Exercise 1:
Pick out every line in the rows below that contains the word "metal", and copy each one in full.

Passage shown:
****************************************

A Cut-and-Paste Foreign Policy
Posted on Aug 13, 2008
By Joe Conason
The discovery that John McCain’s remarks on Georgia were derived from Wikipedia is, to put it politely, disturbing and even depressing—but not surprising. Under the tutelage of the neoconservatives, who revealed their superficial understanding of Iraq both before and after the invasion, he favors bellicose grandstanding over strategic thinking. So why delve deeper than a quick Google search?
Worse still, neither he nor his advisers yet grasp how our misadventure in Mesopotamia has diminished American power and prestige. In fact, the Wikipedia episode—an awful embarrassment that would have devastated the presidential campaign of Barack Obama or any other Democrat—revealed an underlying weakness in Sen. McCain’s vaunted grasp of foreign policy.
Still enthralled by an exhausted ideology, he seems unable to analyze how we can avoid manipulation by allies or adversaries while advancing our own real interests. Those interests include the cultivation of democracy but also the promotion of regional stability and international security. Pretending to confront Russia from a position of weakness doesn’t help.
Frankly, the Arizona Republican’s latest foray onto the world stage suggested that he is not quite ready for the responsibilities of the presidency. When he emphasized that Georgia was “one of the world’s first nations to adopt Christianity as an official religion,” he sounded like a politician who will gladly damage our global influence merely for the sake of pandering to his partisan base.

****************************************

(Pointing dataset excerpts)
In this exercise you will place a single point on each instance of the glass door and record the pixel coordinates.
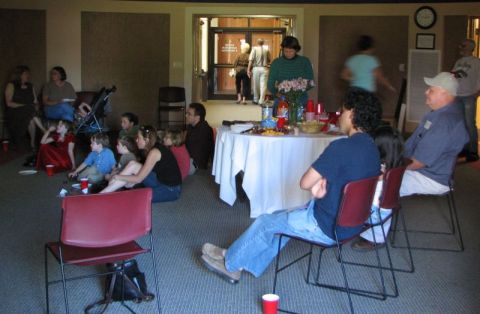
(224, 47)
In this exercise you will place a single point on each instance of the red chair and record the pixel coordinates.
(354, 211)
(99, 229)
(390, 198)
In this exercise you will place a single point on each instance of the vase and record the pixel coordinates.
(293, 113)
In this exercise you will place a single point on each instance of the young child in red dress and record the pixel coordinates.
(173, 139)
(127, 150)
(56, 148)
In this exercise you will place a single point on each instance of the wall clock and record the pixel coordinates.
(425, 17)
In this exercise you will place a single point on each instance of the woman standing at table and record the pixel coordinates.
(21, 106)
(58, 96)
(159, 170)
(290, 65)
(242, 81)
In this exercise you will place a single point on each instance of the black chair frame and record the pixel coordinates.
(338, 245)
(106, 301)
(454, 226)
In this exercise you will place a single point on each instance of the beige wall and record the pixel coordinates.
(64, 40)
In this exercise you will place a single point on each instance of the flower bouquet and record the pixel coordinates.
(293, 90)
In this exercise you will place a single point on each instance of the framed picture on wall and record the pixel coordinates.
(425, 41)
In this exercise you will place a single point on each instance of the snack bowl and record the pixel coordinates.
(311, 127)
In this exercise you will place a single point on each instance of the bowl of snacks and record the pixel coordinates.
(311, 127)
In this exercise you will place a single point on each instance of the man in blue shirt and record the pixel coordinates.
(433, 147)
(344, 160)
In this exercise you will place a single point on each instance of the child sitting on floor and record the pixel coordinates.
(56, 147)
(129, 123)
(98, 163)
(127, 149)
(173, 139)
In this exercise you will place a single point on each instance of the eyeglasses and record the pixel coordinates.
(146, 130)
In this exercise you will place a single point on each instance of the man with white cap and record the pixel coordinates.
(467, 72)
(433, 149)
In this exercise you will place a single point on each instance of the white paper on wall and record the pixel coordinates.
(421, 63)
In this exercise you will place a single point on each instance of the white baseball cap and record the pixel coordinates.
(445, 80)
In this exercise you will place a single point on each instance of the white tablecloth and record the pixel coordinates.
(272, 166)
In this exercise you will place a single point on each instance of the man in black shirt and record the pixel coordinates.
(199, 138)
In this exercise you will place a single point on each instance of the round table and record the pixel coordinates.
(272, 167)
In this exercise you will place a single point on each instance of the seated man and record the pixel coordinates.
(433, 148)
(199, 137)
(344, 160)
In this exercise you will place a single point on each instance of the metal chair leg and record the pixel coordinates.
(454, 228)
(152, 254)
(339, 248)
(46, 279)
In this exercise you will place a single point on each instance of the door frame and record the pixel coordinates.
(248, 39)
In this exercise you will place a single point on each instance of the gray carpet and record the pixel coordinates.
(443, 282)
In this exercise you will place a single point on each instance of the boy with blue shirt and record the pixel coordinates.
(98, 163)
(344, 160)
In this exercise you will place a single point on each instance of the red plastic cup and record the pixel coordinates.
(270, 303)
(320, 108)
(5, 145)
(49, 169)
(84, 183)
(310, 106)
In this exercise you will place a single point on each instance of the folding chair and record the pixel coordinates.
(91, 123)
(454, 224)
(102, 228)
(390, 198)
(171, 107)
(354, 211)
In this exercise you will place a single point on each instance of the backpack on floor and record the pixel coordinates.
(135, 286)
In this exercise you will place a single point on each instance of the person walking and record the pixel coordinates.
(258, 70)
(467, 72)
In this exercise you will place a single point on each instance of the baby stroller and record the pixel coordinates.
(92, 122)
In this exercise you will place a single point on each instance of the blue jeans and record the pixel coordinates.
(161, 192)
(256, 248)
(62, 111)
(469, 104)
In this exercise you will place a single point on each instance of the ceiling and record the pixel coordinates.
(309, 1)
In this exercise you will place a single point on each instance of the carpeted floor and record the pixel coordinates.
(443, 282)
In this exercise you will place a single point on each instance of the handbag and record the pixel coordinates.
(134, 286)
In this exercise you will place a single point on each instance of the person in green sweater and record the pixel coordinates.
(290, 65)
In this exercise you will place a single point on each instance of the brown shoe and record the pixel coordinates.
(218, 267)
(213, 251)
(362, 245)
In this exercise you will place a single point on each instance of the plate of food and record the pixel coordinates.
(311, 127)
(27, 172)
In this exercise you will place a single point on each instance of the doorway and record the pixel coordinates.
(217, 43)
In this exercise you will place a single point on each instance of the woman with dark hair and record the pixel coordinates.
(21, 102)
(159, 170)
(242, 81)
(290, 65)
(363, 70)
(58, 96)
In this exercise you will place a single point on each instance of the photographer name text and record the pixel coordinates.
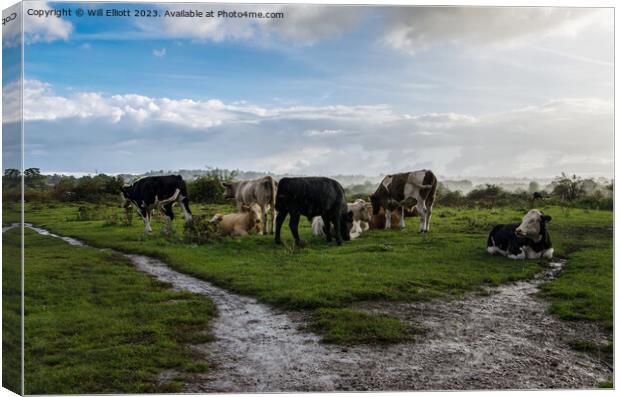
(150, 13)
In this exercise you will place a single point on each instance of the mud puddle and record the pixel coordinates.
(502, 341)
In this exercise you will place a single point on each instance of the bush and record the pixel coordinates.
(209, 188)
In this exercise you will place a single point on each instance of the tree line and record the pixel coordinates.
(570, 190)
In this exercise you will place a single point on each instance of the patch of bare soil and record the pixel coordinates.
(506, 340)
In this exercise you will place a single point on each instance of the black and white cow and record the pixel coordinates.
(529, 239)
(312, 196)
(160, 192)
(395, 192)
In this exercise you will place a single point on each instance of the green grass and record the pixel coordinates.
(350, 327)
(94, 324)
(381, 265)
(11, 311)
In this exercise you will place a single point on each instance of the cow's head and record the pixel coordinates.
(230, 189)
(125, 197)
(360, 210)
(254, 214)
(375, 201)
(346, 222)
(532, 225)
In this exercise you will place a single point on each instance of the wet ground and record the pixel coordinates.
(505, 340)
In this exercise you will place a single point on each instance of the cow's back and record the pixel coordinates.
(310, 195)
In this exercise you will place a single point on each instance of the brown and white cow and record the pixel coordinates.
(396, 191)
(359, 215)
(240, 223)
(261, 191)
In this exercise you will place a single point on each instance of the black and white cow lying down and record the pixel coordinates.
(529, 239)
(157, 192)
(312, 196)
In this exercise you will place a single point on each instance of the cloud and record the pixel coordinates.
(415, 29)
(300, 25)
(159, 53)
(566, 134)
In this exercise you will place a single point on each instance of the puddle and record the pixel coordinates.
(502, 341)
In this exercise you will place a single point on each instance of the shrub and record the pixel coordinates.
(200, 230)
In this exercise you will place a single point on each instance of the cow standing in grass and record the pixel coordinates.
(157, 192)
(312, 196)
(396, 191)
(261, 191)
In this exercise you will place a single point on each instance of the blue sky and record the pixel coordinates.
(326, 90)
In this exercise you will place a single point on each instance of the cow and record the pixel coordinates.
(153, 192)
(529, 239)
(358, 217)
(312, 196)
(395, 192)
(239, 224)
(261, 191)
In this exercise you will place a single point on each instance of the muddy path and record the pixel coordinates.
(505, 340)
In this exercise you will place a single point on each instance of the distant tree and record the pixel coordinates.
(533, 187)
(33, 178)
(568, 188)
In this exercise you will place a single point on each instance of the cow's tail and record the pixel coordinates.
(185, 200)
(273, 186)
(490, 239)
(430, 182)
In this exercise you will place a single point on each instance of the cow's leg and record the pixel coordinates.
(293, 224)
(422, 211)
(167, 209)
(184, 204)
(279, 221)
(337, 226)
(146, 216)
(272, 210)
(429, 212)
(327, 227)
(263, 215)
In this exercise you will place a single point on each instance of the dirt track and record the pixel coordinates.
(505, 340)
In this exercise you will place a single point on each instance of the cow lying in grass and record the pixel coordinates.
(240, 223)
(260, 191)
(358, 217)
(529, 239)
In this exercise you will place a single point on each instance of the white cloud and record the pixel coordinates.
(567, 134)
(416, 29)
(159, 53)
(301, 24)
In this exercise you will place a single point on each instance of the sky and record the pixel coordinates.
(326, 90)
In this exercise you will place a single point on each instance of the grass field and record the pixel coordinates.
(95, 325)
(381, 265)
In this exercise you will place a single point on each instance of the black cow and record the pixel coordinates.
(312, 196)
(157, 192)
(529, 239)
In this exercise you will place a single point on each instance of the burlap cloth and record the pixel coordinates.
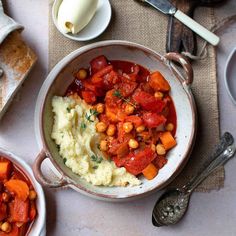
(134, 22)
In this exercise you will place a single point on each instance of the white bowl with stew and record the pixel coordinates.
(61, 77)
(38, 226)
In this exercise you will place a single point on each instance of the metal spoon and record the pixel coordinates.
(173, 204)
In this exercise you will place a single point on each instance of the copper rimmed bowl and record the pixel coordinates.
(61, 77)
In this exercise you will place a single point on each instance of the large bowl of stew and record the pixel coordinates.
(170, 123)
(23, 210)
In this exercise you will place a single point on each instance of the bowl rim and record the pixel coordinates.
(226, 78)
(78, 38)
(62, 64)
(40, 225)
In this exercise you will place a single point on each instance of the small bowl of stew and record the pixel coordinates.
(145, 99)
(22, 202)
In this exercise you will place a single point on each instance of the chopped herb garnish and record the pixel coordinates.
(92, 113)
(119, 95)
(96, 159)
(83, 126)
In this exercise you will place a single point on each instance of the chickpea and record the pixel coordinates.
(101, 127)
(19, 224)
(129, 109)
(169, 127)
(111, 130)
(32, 195)
(158, 95)
(6, 227)
(140, 128)
(82, 74)
(153, 147)
(133, 143)
(100, 108)
(160, 149)
(127, 127)
(5, 197)
(103, 145)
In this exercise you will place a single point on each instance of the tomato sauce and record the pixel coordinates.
(17, 200)
(138, 115)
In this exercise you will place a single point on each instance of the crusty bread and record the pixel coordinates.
(16, 60)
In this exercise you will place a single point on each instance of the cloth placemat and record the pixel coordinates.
(134, 22)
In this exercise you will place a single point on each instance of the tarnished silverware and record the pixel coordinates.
(173, 204)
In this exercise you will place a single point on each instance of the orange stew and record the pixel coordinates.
(136, 113)
(17, 200)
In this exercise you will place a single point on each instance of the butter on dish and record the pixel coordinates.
(74, 15)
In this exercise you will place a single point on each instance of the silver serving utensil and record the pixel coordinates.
(167, 8)
(172, 205)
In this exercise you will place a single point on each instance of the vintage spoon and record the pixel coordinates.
(173, 204)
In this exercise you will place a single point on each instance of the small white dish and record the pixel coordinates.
(230, 76)
(95, 27)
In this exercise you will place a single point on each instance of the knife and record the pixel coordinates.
(167, 8)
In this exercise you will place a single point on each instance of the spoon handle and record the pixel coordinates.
(223, 152)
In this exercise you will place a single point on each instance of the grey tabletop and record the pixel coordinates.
(70, 213)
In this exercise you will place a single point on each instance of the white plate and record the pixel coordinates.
(96, 26)
(230, 75)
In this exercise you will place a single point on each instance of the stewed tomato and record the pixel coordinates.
(136, 113)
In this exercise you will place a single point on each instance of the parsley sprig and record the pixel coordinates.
(96, 159)
(119, 95)
(92, 113)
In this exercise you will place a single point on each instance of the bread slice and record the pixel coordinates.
(16, 60)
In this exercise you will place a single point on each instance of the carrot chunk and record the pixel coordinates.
(5, 169)
(3, 211)
(19, 210)
(150, 172)
(158, 82)
(18, 187)
(33, 211)
(167, 140)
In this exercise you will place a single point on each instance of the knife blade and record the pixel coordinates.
(162, 5)
(167, 8)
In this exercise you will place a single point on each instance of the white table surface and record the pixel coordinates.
(70, 213)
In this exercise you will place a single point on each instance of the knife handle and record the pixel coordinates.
(197, 28)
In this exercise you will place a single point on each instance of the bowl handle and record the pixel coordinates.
(39, 175)
(183, 61)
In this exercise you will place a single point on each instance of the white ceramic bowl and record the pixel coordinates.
(95, 27)
(39, 226)
(62, 76)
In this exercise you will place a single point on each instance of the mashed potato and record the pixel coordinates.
(75, 134)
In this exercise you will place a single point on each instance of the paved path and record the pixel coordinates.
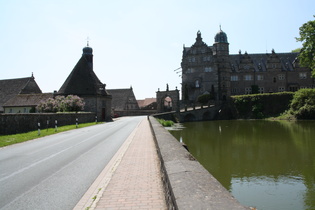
(135, 182)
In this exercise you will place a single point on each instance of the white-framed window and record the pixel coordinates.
(190, 70)
(234, 90)
(197, 84)
(206, 58)
(191, 59)
(248, 90)
(302, 75)
(281, 76)
(248, 77)
(234, 78)
(281, 89)
(260, 77)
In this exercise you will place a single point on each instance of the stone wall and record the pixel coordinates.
(20, 123)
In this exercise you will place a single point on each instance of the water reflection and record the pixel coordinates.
(267, 164)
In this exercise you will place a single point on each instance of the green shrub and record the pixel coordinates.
(165, 123)
(203, 99)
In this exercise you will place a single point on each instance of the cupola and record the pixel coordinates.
(220, 37)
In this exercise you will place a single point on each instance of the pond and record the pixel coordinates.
(264, 164)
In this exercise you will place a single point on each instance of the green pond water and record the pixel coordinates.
(264, 164)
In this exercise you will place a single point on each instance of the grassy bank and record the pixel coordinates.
(7, 140)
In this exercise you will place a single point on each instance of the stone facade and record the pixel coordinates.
(83, 82)
(212, 70)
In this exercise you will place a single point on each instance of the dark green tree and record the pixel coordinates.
(307, 37)
(303, 104)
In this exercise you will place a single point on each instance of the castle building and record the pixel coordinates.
(213, 70)
(83, 82)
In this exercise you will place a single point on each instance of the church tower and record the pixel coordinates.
(221, 52)
(83, 82)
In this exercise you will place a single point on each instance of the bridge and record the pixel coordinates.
(192, 114)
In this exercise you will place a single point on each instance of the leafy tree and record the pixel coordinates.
(303, 104)
(296, 50)
(203, 99)
(62, 104)
(307, 37)
(73, 103)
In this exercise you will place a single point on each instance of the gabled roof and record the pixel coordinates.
(82, 80)
(27, 99)
(9, 88)
(122, 97)
(146, 102)
(261, 60)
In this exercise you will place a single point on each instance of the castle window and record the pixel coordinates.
(281, 89)
(260, 77)
(190, 70)
(248, 77)
(191, 59)
(303, 75)
(248, 90)
(281, 76)
(206, 58)
(234, 90)
(197, 85)
(234, 78)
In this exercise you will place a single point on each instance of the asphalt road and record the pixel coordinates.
(54, 172)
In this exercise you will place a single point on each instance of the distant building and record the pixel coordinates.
(123, 99)
(19, 95)
(25, 103)
(83, 82)
(213, 70)
(147, 104)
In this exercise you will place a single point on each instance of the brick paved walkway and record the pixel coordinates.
(136, 183)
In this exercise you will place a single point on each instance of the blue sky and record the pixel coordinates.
(136, 43)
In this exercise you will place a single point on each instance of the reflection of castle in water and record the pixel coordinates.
(243, 152)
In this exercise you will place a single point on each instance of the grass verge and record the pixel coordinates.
(7, 140)
(165, 123)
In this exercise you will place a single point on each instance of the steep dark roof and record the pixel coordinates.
(260, 61)
(82, 80)
(11, 87)
(145, 102)
(122, 97)
(27, 99)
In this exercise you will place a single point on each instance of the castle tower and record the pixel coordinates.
(221, 52)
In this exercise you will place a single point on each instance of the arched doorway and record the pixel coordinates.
(167, 104)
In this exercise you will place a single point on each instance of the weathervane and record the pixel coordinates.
(87, 41)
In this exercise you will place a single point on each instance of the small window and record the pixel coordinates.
(260, 77)
(248, 77)
(248, 90)
(197, 85)
(303, 75)
(281, 89)
(190, 70)
(281, 76)
(234, 78)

****************************************

Exercise 2:
Quote the column on McCain's foreign policy, taking everything from "Still enthralled by" down to "weakness doesn’t help.".

Full output 1:
In this exercise you will place a single point on each instance of the metal chair leg and record the pixel coordinates.
In this exercise you will place a single point on each instance of the metal spoon and record the pixel coordinates.

Full output 2:
Still enthralled by an exhausted ideology, he seems unable to analyze how we can avoid manipulation by allies or adversaries while advancing our own real interests. Those interests include the cultivation of democracy but also the promotion of regional stability and international security. Pretending to confront Russia from a position of weakness doesn’t help.